◆ **Try it**
Please copy out the records that follow exactly as they stand.

◆ **Records shown**
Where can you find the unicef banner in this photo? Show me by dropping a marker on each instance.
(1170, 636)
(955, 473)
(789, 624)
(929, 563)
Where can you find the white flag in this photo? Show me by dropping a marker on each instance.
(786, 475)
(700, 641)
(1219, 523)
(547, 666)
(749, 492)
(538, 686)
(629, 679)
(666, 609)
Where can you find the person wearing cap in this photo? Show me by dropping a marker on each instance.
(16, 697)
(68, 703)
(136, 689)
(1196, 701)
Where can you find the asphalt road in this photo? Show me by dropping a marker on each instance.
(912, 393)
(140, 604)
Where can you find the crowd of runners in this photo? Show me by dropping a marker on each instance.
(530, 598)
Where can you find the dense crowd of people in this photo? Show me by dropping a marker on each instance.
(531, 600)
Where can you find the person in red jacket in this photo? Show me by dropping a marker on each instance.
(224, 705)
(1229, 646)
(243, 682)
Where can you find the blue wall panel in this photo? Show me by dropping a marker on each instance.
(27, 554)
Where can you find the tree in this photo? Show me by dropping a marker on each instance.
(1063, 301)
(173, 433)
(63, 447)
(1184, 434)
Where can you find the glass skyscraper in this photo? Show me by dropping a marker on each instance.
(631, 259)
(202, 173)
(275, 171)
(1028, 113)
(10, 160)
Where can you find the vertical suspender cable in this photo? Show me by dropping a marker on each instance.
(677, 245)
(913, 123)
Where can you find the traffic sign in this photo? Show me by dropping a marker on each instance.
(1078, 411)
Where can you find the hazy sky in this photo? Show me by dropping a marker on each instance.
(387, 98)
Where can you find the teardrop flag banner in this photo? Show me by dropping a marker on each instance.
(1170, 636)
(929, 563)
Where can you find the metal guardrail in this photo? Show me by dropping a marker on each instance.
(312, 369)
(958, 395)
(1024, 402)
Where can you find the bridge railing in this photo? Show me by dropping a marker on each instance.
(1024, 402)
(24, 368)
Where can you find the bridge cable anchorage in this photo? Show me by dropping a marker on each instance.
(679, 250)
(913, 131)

◆ **Problem solution**
Where can you find the unicef banner in this photo? Show me by dropping a marker on each instance.
(1170, 636)
(955, 473)
(789, 624)
(929, 563)
Where can you find the white flag in this photo? Show me by dropping a marker on each instance.
(786, 475)
(700, 641)
(1219, 523)
(547, 666)
(749, 492)
(538, 686)
(629, 679)
(666, 609)
Where can you find the person wearing cap in this photo? Show me by dropping a marker on each instance.
(16, 697)
(68, 703)
(136, 689)
(1196, 701)
Where can you find the asphalt road in this photo? Show me by dropping a marker on each instance.
(912, 393)
(140, 604)
Where can you find the crowd of runners in this photo? Show me by dropping a marker on each instance.
(530, 598)
Where can you find the dense crowd of people in this photo? Show me by dropping a marker on each instance.
(531, 600)
Where can you find the person in red jacket in this photo? Show me by dropping a marker on each instance.
(224, 705)
(1229, 646)
(243, 682)
Where can you find the blue wall panel in this photo? Show me by dropping a marker on each instance.
(27, 554)
Where can you find the tree in this photo? Show me by dropping a marker on each instance.
(1063, 301)
(173, 433)
(63, 447)
(1184, 434)
Where can you find the glass skyscraper in this photo? Show me by dropping a marker on each instance.
(631, 259)
(202, 173)
(275, 171)
(1028, 113)
(10, 160)
Where can you find the vertical suspender cable in this photo? Show me by dropping a marker on each instance.
(677, 245)
(913, 123)
Where can you find the traffic sign in this photo? Show me by dropping a marker on each instance.
(1078, 411)
Where can you find the hazy sky in this photo? Show me by dropping a marker on each instance.
(387, 98)
Where can you find the teardrop flag banner in this photo? Show me by dropping a marker on each instance.
(1170, 636)
(929, 563)
Where can you find the metal guardrail in this photo? Show me by dropping a marker on each instance.
(312, 369)
(958, 395)
(1024, 402)
Where can you find the bridge railing in this photo? Show me by dropping a marker on each instance.
(1024, 402)
(24, 368)
Where can you find the bridge cable anchorage in this photo? Show me by dropping a marker on each instance.
(679, 250)
(913, 131)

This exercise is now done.